— Short problem —
Find the line that contains "the bat handle"; then retype it and each line after it, exactly, through the final line of the data below.

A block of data
>>>

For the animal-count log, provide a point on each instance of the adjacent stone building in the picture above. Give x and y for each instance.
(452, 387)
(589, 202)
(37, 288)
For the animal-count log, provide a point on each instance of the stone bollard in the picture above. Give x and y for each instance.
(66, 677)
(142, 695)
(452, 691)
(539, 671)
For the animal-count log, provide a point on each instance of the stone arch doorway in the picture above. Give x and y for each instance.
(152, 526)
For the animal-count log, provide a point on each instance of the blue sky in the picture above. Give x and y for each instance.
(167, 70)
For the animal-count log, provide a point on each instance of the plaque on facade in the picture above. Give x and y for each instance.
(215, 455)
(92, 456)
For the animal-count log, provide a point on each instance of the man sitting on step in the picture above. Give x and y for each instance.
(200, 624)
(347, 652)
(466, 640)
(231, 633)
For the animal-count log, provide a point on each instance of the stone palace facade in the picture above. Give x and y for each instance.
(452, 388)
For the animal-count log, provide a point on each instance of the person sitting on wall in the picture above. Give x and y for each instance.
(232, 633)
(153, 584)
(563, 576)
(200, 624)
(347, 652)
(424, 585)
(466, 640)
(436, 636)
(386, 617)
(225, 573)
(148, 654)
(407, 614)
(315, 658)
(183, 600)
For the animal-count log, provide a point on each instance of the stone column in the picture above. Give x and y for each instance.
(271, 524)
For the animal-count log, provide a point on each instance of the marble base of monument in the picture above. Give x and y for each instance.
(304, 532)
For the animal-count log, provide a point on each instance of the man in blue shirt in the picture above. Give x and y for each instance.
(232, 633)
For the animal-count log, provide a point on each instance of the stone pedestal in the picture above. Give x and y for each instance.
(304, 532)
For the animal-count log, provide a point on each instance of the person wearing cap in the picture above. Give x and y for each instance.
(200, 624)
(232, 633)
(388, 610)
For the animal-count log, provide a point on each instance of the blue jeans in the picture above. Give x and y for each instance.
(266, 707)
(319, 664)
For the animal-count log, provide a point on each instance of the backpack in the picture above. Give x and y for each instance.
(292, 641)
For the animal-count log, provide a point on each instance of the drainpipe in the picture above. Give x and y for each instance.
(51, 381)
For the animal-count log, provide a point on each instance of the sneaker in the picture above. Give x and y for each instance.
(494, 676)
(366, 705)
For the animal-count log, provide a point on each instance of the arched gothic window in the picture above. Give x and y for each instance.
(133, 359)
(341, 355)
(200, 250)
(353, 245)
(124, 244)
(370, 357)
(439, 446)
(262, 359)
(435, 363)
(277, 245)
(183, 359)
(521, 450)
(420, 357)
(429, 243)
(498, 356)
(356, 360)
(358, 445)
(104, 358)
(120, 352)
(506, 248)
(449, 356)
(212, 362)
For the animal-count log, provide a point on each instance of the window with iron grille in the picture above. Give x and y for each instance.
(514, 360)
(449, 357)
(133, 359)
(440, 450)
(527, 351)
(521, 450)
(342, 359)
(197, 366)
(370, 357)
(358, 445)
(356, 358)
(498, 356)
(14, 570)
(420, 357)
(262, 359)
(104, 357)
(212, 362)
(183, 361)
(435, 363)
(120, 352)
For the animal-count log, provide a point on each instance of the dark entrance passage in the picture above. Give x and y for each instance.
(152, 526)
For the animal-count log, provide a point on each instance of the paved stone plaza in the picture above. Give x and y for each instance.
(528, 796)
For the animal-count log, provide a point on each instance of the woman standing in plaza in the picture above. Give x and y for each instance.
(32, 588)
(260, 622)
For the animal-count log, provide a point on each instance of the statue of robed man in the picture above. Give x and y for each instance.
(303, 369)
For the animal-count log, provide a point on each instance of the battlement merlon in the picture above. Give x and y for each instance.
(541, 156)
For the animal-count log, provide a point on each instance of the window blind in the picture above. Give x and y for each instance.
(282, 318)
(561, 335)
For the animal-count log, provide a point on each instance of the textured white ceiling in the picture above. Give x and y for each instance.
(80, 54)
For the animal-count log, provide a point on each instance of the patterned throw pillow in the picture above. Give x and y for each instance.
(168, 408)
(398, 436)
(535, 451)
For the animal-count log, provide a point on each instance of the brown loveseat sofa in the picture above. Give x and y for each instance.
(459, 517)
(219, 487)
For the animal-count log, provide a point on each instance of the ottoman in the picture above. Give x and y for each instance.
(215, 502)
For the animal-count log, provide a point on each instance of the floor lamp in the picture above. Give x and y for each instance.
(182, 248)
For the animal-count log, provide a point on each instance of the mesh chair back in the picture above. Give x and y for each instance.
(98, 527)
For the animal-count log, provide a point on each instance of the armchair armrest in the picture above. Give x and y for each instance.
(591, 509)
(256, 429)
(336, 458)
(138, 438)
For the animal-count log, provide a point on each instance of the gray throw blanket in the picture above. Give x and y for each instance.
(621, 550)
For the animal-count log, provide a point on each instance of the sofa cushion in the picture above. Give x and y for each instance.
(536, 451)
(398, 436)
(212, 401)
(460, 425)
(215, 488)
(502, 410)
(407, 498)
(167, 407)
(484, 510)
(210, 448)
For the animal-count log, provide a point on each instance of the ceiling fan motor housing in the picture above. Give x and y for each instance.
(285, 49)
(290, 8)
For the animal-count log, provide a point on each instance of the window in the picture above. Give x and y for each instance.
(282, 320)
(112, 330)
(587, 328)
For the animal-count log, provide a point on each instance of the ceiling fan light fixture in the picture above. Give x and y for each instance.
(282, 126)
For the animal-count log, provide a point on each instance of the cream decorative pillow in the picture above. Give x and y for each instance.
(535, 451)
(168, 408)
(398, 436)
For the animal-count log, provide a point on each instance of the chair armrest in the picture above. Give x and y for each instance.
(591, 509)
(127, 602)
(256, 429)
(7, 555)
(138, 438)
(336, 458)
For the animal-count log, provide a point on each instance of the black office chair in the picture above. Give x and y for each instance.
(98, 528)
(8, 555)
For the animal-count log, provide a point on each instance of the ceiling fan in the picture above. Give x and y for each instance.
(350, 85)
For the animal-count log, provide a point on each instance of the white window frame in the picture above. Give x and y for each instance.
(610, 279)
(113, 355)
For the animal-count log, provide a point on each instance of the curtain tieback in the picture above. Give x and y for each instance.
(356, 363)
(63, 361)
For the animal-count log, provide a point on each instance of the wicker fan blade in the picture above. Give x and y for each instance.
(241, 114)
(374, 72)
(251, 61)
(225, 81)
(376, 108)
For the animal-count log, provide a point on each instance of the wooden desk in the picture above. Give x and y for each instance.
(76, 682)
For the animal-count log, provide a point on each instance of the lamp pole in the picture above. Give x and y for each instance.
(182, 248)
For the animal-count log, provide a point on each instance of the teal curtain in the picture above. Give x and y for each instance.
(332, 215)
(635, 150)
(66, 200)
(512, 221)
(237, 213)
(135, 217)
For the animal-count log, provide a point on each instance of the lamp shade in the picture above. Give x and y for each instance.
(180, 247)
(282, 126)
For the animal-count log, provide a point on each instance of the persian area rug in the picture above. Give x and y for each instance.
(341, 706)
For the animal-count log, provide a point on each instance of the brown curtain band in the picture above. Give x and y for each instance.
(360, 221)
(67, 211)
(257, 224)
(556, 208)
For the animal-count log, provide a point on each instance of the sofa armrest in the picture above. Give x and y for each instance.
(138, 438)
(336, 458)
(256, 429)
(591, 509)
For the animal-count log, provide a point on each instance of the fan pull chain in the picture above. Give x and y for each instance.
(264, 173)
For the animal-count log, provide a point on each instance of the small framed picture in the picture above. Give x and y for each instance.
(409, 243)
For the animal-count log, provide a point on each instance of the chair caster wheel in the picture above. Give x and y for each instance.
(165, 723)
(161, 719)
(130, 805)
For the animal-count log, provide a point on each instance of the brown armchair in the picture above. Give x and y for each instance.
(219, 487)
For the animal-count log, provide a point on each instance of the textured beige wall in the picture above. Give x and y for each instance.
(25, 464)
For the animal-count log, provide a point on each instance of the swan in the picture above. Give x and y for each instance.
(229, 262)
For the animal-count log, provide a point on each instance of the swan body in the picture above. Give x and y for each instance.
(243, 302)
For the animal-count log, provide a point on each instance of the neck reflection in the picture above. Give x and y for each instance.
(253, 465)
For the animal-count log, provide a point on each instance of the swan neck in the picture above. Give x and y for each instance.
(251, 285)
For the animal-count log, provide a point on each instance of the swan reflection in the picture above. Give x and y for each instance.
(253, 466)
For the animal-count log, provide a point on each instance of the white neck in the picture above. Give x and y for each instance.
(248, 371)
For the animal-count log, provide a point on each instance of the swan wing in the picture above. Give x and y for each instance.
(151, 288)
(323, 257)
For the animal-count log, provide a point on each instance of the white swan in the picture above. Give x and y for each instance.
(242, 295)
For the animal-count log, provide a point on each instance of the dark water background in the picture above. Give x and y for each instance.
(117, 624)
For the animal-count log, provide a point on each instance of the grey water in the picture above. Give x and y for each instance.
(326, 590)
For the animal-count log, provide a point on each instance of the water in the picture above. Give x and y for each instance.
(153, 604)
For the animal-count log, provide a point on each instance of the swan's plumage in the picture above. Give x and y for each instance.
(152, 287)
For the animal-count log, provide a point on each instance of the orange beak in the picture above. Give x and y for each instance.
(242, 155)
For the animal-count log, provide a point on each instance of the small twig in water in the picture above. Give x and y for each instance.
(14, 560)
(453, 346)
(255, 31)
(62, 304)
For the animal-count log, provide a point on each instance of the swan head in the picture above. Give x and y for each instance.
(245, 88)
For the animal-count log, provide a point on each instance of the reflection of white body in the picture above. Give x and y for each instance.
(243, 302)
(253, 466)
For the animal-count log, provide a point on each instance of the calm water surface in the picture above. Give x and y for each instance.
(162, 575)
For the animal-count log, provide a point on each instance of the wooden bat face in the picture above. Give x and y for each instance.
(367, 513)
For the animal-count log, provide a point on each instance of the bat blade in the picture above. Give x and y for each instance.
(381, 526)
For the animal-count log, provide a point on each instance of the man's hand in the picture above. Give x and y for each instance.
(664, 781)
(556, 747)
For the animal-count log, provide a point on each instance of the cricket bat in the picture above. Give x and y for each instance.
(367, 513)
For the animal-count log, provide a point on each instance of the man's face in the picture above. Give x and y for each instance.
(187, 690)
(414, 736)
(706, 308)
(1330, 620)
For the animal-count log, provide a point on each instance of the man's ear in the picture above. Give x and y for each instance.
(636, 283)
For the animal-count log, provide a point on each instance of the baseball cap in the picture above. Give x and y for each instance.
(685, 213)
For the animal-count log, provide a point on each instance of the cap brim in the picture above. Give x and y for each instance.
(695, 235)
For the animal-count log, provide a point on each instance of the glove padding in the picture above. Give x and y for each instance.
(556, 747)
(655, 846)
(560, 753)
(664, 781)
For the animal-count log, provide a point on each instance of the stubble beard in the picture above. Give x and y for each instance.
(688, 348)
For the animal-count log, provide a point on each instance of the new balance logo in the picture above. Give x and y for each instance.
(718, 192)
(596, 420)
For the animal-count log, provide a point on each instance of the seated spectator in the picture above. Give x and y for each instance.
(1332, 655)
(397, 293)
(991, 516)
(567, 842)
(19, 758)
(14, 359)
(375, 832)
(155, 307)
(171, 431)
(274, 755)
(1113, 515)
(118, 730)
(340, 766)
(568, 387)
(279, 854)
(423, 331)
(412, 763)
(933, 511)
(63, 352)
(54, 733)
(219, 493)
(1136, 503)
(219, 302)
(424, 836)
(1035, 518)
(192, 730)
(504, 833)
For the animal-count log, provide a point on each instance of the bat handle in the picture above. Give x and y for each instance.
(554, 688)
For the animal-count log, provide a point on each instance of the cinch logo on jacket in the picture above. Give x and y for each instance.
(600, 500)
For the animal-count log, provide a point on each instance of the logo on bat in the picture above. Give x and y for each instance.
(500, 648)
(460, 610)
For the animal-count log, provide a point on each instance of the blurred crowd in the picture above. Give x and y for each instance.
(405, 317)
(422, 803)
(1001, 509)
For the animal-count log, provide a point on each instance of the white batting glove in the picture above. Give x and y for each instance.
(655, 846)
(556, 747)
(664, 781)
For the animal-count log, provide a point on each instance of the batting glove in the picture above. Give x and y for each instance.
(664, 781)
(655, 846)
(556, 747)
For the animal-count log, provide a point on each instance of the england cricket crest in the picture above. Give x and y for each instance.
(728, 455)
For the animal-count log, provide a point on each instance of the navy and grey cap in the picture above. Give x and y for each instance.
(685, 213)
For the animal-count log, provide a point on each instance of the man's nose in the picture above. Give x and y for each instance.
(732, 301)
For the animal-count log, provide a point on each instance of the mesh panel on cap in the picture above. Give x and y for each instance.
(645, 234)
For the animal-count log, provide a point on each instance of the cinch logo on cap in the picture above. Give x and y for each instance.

<<<

— Written answer —
For the animal-count log, provide a point on each instance of the bat handle in the picture above. Give x and y for each instance.
(554, 688)
For the animal-count log, provide a point on each instance of the cinch logo on jacket in the picture above. Give x and y for each instance.
(600, 500)
For the animal-count log, provide a point on each instance of the logo on bat in the picture above. Give x and y for each instance.
(500, 648)
(460, 610)
For the animal-count log, provide a point on each instance of the blurred crowd in the picture above. Give x and y for each instance.
(405, 317)
(422, 803)
(1001, 509)
For the animal-count log, provide a point on each instance of the white batting glove in the picture above. Give x and y for each instance.
(655, 846)
(556, 747)
(664, 781)
For the animal-count log, provide a point on each instance of the batting glove in the picture above. Give x and y for each instance.
(664, 781)
(655, 846)
(556, 747)
For the animal-count log, provide a point on each instance of the england cricket crest in the picture above. Give x and y for each instance.
(728, 455)
For the animal-count log, provide a point on each instance of the navy and grey cap in the picture above. Give x and y for each instance.
(685, 213)
For the animal-count log, provide a point on each instance of the man's nose in the picture above. Give x and y for each instance.
(732, 301)
For the animal-count log, provide a point on each instance of the mesh panel on cap in the picture above. Give x and y for each instance.
(645, 234)
For the animal-count log, provide a point on each instance of the cinch logo on cap in the picture above. Give x and y for each instance.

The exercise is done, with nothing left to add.